> **Objectif de l'exercice**: Recopiez sans aucune modification les lignes des données comprises entre celle qui contient « Provide the mask of every instance of the video » et celle qui contient « 38 436 L 185 », cette dernière étant incluse.

Données recueillies
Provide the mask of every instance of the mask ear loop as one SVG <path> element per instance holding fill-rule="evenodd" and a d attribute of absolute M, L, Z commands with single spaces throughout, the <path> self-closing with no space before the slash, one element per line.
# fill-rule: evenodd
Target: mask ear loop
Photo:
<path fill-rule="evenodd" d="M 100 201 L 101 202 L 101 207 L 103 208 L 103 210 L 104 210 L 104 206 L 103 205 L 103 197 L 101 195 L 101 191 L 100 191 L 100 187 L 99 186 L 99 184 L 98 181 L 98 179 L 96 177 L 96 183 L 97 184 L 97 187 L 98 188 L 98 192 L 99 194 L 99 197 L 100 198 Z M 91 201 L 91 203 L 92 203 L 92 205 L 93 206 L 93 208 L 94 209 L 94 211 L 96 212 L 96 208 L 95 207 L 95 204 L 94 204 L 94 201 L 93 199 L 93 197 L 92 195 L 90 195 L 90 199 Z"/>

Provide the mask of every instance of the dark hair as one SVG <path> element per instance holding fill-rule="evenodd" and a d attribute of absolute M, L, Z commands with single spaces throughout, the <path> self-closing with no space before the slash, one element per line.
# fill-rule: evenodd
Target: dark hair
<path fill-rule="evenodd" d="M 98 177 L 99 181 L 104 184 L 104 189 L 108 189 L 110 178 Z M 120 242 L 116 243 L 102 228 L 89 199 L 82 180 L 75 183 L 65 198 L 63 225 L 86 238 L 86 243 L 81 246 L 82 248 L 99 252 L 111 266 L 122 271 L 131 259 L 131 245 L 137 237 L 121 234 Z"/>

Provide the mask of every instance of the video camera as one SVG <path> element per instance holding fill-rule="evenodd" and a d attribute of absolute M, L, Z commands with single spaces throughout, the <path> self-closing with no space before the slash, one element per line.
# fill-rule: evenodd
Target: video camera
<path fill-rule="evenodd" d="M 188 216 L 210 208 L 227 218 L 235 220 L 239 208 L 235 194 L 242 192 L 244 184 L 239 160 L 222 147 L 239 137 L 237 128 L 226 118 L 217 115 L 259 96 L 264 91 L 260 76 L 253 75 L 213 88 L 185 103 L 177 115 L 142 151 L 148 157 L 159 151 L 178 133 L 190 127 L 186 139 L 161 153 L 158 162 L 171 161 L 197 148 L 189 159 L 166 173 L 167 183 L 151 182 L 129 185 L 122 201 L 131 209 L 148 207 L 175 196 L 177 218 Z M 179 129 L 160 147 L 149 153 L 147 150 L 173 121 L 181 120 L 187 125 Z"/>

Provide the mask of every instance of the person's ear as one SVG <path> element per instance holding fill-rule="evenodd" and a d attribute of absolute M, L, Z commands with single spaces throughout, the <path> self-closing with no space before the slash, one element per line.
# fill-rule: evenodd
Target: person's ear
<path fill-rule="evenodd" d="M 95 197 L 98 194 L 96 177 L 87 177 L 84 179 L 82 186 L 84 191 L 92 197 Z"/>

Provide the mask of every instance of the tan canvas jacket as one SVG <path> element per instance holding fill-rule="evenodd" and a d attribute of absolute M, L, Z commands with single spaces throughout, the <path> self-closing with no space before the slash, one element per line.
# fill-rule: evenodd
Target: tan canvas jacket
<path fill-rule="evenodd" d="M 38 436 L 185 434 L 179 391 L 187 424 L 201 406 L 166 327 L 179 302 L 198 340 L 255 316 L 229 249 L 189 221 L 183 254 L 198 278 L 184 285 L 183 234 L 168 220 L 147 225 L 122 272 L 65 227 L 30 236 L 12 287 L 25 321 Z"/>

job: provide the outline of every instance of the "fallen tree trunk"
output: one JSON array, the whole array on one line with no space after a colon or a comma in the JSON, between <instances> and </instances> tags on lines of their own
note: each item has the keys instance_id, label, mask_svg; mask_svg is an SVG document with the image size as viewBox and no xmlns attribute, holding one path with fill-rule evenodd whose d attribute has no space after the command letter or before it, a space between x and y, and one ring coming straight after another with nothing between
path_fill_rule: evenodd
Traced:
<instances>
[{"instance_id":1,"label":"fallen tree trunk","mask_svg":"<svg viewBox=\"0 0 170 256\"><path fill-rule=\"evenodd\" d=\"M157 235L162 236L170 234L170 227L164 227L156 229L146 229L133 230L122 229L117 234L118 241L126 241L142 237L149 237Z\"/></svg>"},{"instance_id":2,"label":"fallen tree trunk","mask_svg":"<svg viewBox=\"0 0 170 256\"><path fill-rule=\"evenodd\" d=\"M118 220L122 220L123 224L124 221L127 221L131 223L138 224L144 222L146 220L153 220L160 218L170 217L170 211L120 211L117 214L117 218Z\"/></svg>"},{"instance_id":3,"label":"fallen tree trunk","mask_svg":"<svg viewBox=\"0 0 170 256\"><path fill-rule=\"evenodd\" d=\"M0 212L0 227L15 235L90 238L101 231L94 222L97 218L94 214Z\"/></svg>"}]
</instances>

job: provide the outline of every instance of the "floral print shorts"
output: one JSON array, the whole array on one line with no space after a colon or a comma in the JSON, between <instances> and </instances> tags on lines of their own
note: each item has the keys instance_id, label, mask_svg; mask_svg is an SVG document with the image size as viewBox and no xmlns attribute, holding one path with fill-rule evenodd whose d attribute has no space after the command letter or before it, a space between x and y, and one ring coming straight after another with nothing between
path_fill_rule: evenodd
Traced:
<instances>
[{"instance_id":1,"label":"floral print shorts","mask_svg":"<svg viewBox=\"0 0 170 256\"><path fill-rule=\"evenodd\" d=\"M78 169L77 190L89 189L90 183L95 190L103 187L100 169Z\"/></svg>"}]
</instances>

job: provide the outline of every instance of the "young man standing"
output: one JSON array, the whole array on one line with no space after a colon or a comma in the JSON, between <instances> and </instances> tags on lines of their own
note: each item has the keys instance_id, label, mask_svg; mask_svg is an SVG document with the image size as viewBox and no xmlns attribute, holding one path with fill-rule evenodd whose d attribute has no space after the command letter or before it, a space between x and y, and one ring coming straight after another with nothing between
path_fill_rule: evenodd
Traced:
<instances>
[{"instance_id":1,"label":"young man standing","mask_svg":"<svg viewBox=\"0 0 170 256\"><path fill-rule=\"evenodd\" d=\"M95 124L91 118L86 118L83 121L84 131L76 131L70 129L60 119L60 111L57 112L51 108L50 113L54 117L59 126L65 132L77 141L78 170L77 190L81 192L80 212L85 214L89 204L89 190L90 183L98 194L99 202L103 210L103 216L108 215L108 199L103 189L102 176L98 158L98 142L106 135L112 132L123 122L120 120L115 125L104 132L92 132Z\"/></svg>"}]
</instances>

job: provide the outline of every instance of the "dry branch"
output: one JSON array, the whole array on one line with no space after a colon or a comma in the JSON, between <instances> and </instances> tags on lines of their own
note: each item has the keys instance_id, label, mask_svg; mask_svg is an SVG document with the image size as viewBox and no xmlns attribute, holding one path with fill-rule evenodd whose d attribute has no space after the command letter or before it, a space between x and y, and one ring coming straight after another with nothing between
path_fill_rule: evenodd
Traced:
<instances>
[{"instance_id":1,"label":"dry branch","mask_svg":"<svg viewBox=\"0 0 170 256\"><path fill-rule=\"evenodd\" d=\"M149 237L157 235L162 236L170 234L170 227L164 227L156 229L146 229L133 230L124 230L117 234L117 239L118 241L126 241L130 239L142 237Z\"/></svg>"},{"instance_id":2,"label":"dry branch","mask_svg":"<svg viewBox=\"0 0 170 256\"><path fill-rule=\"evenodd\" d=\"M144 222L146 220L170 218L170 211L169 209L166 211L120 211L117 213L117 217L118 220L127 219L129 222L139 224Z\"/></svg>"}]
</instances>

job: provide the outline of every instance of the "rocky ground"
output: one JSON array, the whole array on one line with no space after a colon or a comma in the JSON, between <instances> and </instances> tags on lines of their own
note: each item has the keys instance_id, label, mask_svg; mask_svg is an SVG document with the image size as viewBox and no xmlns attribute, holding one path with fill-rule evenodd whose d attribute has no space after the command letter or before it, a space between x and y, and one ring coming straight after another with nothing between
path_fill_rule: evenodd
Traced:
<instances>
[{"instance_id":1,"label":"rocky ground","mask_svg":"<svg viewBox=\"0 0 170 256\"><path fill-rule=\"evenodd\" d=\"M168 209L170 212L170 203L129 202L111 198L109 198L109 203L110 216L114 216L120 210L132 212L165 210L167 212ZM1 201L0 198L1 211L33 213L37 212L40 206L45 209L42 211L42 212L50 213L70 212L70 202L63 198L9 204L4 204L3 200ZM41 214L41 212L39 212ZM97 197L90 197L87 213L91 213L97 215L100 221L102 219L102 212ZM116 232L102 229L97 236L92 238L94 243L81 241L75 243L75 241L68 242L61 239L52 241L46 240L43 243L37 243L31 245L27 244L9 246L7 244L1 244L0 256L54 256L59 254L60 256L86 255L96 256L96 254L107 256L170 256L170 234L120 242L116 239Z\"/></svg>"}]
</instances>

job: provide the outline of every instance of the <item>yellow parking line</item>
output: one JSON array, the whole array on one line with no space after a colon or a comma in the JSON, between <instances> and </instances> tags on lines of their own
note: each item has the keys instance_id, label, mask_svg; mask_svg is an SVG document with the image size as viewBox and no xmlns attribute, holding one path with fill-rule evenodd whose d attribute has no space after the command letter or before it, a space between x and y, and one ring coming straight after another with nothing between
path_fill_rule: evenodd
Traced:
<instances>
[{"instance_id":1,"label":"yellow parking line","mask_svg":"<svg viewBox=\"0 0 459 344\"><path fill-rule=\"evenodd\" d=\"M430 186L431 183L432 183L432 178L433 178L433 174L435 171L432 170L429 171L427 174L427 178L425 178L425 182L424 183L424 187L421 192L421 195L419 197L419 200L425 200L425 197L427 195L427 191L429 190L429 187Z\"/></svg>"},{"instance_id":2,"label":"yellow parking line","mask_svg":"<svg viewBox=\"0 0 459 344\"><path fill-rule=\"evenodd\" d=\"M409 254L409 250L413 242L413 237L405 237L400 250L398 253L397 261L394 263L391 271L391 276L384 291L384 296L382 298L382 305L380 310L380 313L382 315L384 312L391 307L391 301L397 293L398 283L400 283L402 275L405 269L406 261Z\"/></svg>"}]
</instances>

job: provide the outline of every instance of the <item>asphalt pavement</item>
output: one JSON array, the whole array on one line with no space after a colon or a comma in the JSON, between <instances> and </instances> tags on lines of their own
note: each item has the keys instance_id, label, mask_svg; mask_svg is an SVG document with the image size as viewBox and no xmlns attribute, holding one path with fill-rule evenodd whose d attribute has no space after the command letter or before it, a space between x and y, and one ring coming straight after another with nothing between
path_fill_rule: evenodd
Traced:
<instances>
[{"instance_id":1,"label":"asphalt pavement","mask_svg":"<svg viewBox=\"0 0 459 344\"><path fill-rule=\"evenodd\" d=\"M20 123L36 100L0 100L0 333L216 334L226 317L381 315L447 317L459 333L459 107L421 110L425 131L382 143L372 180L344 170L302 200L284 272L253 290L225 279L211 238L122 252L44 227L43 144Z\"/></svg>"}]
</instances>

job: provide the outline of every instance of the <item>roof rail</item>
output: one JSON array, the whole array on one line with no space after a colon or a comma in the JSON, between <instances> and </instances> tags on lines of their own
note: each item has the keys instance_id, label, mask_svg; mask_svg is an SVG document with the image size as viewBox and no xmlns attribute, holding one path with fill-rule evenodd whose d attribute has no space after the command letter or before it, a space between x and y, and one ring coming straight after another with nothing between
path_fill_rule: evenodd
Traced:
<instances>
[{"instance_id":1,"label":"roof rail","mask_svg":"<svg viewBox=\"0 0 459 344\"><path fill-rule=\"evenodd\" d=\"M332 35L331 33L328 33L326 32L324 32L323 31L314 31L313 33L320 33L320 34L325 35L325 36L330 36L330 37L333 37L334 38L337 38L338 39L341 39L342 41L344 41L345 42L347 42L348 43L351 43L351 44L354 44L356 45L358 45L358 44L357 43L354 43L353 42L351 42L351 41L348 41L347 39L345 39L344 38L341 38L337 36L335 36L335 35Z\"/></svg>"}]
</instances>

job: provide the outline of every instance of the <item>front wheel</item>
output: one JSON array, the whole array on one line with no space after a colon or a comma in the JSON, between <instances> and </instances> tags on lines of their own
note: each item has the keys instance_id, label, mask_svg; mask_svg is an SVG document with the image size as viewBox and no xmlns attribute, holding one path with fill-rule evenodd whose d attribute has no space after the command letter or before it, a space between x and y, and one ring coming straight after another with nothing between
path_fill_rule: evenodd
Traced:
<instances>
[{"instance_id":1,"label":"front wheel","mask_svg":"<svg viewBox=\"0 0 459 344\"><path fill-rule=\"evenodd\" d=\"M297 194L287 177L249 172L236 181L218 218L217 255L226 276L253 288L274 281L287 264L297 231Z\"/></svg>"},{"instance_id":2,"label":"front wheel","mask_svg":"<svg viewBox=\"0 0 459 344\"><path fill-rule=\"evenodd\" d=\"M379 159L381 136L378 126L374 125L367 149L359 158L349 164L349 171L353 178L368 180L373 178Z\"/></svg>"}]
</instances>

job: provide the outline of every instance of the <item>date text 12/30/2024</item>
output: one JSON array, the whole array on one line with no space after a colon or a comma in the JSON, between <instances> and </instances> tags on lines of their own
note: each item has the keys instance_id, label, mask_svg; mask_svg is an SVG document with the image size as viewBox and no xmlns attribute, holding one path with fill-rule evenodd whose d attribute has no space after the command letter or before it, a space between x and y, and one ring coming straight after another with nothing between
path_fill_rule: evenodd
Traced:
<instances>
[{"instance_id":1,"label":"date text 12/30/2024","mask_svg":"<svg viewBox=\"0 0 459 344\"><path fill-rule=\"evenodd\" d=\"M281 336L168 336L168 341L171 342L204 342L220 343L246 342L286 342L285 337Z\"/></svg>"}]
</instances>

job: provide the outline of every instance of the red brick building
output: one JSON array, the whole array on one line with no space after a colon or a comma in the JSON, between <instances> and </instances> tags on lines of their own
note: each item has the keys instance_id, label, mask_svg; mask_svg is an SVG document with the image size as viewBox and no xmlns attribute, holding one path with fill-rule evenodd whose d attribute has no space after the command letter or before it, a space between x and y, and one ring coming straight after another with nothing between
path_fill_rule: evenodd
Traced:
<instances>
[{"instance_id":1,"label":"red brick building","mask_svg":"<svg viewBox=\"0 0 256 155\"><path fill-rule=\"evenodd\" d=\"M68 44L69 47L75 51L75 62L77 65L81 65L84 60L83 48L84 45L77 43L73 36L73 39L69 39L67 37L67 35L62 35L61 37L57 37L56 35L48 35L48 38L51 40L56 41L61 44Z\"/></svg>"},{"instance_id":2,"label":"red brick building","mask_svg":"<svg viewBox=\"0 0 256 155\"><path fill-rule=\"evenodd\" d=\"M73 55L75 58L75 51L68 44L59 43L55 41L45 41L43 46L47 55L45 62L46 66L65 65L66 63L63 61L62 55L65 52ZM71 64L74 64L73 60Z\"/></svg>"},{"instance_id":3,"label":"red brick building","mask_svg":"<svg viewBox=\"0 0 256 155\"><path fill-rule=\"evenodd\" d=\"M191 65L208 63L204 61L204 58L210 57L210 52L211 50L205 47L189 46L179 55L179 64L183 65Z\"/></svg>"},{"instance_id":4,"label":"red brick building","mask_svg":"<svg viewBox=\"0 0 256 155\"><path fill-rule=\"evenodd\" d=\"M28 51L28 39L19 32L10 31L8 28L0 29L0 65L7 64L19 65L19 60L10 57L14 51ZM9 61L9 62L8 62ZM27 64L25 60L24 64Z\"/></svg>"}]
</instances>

> **Solution proposée**:
Provide the mask of every instance of the video camera as one SVG <path> element per instance holding fill-rule="evenodd" and a d attribute of absolute M, L, Z commands with single spaces throughout, the <path> self-closing with no space before the slash, one element per line.
# fill-rule: evenodd
Target: video camera
<path fill-rule="evenodd" d="M 188 216 L 210 208 L 227 218 L 235 220 L 239 208 L 235 194 L 242 192 L 244 184 L 239 160 L 222 147 L 239 137 L 237 128 L 226 118 L 217 115 L 259 96 L 264 91 L 260 76 L 253 75 L 213 88 L 185 103 L 177 115 L 142 151 L 148 157 L 159 151 L 178 133 L 190 127 L 186 139 L 161 153 L 158 162 L 171 161 L 197 148 L 189 159 L 166 173 L 167 183 L 151 182 L 129 185 L 122 201 L 131 209 L 148 207 L 175 196 L 177 218 Z M 179 129 L 160 147 L 149 153 L 147 150 L 173 121 L 181 120 L 187 125 Z"/>

Provide the mask of every instance of the person's ear as one SVG <path> element per instance holding fill-rule="evenodd" and a d attribute of absolute M, L, Z commands with single spaces throughout, the <path> self-closing with no space before the slash, one element per line.
# fill-rule: evenodd
Target: person's ear
<path fill-rule="evenodd" d="M 95 197 L 98 194 L 96 177 L 87 177 L 84 179 L 82 186 L 84 191 L 92 197 Z"/>

Provide the mask of every instance of the tan canvas jacket as one SVG <path> element per instance holding fill-rule="evenodd" and a d attribute of absolute M, L, Z commands with single spaces throughout, the <path> self-closing with no space before the slash, one element per line.
# fill-rule: evenodd
Target: tan canvas jacket
<path fill-rule="evenodd" d="M 38 436 L 185 434 L 179 391 L 187 424 L 201 406 L 166 327 L 179 302 L 198 340 L 255 316 L 229 249 L 189 221 L 183 254 L 198 278 L 184 285 L 183 234 L 168 220 L 147 225 L 122 272 L 65 227 L 30 236 L 12 287 L 25 321 Z"/>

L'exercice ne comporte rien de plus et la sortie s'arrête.